─── EXTRAIT DE PAGE

Réponse à l’objection N°2 : Le Seigneur a voulu prouver la vérité de son corps tout en
laissant éclater sa divinité, et c’est pour cela qu’il a mêlé les humiliations
aux prodiges. Ainsi pour montrer que son corps est véritable, il naît d’une
femme ; mais pour montrer sa divinité il naît d’une vierge. Car cet
enfantement, comme le dit saint Ambroise dans l’hymne de la Nativité, est digne
d’un Dieu.
Objection
N°3. Selon l’observation de
saint Grégoire (Hom. 26 in Evang.), le Seigneur, après sa résurrection, en entrant près de
ses disciples les portes fermées, a montré par-là que son corps était de même
nature, mais qu’il était autre parce qu’il était glorifié ; par conséquent il
semble appartenir aux corps glorieux de passer ainsi à travers ce qui est
fermé. Or, le corps du Christ n’a pas été glorieux dans sa conception, mais
passible, ayant pris une chair semblable
à notre chair de péché, selon l’expression de saint Paul (Rom., 8, 3) : Non
ergo exivit per Virginis uterum clausum.

──────
─── RELEVÉ

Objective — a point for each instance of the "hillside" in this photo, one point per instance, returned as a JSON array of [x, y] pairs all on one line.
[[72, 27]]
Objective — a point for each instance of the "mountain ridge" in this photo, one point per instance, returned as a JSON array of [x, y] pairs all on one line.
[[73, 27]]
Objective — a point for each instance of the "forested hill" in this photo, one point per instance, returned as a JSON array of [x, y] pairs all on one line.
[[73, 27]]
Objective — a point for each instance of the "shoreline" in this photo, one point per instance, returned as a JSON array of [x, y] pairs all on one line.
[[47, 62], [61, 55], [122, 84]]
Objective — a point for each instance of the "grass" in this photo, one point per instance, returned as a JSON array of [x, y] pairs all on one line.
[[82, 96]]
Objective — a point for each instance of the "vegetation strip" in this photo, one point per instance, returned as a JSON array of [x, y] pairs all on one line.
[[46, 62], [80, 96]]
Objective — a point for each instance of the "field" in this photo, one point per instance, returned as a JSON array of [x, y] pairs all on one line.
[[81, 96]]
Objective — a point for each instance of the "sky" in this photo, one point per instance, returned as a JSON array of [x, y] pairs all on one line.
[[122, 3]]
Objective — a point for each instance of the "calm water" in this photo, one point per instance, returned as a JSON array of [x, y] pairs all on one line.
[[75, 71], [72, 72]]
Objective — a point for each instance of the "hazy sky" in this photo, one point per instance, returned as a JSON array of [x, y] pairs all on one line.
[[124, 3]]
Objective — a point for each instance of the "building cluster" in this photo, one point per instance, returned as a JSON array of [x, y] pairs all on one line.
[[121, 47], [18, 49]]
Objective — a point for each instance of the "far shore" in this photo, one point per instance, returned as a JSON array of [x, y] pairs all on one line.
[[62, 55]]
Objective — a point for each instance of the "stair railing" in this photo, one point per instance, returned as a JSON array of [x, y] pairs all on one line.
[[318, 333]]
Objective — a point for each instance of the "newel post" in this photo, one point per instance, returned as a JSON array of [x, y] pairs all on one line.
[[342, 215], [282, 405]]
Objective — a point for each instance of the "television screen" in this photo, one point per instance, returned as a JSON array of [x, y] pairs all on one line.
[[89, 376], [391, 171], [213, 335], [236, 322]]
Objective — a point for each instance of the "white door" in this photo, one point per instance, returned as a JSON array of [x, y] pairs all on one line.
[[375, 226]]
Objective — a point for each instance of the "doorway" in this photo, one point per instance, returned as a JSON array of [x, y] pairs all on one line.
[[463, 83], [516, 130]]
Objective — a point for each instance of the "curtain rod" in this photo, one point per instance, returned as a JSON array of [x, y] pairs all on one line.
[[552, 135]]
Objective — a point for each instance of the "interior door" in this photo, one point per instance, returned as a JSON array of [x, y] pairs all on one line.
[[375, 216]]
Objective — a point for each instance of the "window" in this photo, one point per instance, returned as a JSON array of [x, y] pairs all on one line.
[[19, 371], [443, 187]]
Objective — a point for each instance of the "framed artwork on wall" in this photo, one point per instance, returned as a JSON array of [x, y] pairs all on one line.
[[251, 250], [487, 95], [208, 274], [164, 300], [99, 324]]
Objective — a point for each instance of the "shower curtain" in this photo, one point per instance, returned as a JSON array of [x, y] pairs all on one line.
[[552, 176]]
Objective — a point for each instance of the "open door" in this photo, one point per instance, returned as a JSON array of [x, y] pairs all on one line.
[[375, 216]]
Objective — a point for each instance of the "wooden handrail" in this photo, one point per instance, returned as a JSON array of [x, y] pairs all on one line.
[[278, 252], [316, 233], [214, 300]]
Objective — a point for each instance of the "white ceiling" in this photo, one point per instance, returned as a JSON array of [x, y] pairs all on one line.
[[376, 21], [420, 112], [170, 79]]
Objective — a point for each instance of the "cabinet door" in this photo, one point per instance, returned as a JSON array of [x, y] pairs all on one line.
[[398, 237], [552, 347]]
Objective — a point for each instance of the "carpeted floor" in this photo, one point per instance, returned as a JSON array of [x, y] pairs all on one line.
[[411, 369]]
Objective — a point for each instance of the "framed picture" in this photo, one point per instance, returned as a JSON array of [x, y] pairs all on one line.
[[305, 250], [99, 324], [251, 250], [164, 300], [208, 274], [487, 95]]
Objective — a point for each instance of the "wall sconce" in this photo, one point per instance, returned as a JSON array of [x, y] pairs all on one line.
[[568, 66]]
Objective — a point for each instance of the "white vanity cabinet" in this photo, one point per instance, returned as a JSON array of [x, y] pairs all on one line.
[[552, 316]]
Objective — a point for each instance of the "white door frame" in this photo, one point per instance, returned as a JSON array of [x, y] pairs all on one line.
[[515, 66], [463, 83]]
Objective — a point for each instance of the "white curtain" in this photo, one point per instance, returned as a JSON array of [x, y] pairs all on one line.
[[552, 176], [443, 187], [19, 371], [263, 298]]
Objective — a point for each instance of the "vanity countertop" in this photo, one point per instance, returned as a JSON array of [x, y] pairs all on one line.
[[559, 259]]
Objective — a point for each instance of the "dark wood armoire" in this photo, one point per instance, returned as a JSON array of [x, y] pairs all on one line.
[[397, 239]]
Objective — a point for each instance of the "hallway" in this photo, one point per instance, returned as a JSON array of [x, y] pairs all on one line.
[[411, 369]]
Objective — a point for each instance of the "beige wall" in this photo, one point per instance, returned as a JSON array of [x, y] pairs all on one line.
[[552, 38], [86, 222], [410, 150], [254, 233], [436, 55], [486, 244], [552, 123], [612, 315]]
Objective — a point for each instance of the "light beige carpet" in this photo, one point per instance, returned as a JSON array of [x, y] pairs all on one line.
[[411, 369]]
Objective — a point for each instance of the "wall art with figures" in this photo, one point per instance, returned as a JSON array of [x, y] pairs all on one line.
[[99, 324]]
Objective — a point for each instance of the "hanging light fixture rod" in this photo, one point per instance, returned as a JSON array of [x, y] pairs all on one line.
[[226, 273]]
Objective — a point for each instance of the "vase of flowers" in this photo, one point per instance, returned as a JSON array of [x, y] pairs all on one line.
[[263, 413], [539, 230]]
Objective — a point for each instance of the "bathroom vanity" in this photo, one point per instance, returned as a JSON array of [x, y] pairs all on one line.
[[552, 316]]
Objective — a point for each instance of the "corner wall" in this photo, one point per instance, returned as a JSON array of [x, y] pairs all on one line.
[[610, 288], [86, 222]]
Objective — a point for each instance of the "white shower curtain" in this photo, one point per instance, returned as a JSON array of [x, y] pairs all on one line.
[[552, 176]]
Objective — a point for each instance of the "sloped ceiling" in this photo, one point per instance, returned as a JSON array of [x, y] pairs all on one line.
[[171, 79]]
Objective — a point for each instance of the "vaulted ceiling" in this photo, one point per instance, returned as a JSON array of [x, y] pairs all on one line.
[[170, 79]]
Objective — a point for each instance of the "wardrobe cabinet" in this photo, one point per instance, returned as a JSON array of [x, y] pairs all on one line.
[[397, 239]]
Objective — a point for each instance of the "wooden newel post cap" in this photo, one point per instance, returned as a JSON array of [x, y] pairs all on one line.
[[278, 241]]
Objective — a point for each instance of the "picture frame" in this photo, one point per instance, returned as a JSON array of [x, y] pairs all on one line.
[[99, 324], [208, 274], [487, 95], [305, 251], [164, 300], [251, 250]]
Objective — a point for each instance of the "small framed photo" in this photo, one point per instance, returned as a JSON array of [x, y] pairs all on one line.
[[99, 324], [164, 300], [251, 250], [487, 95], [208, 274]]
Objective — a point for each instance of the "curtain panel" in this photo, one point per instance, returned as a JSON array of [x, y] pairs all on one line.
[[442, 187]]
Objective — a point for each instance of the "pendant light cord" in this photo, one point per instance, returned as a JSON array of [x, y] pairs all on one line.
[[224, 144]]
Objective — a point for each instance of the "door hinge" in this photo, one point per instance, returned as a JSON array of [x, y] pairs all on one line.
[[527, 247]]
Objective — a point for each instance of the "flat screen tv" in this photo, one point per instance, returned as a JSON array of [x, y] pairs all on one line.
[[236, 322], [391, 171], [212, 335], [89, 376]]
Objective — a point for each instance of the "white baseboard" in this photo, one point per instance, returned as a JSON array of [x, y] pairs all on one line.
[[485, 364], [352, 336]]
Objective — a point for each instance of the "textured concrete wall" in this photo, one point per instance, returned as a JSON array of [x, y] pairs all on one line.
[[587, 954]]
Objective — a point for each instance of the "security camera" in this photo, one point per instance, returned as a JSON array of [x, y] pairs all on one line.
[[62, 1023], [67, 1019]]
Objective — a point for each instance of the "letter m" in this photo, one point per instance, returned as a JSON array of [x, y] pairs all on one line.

──────

* [CONSIGNE] Poursuivez l'extrait sur les objections concernant la naissance du Christ, à partir de sa dernière phrase.

* [CORRIGÉ]
Réponse à l’objection
N°3 : Il y en a qui ont
dit que le Christ avait pris dans sa naissance la qualité de la subtilité,
comme ils disent que quand il marcha à pied sec sur les eaux, il prit celle de
l’agilité. Mais ce sentiment ne s’accorde pas avec ce que nous avons établi
plus haut (quest. 14). Car les qualités du corps glorieux proviennent de ce que
la gloire de l’âme rejaillît sur le corps, comme nous le dirons en traitant des
corps glorieux (Suppl., quest. 95).
Or, nous avons dit plus haut (quest. 14, art. 1 ad 2) que le Christ avant sa
passion permettait à sa chair de faire et de souffrir ce qui lui est propre ;
et que ce rejaillissement de la gloire de l’âme sur le corps n’avait pas lieu.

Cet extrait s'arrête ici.